*** Opening Records provided ***
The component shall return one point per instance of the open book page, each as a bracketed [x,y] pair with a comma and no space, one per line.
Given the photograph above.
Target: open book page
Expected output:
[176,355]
*** Closing Records provided ***
What to work on — From the line containing "Given the photograph above." through the final line of the listing above, retype every line exactly; leave out everything else.

Solution for this problem —
Given the photograph above.
Target: open book page
Expected output:
[176,355]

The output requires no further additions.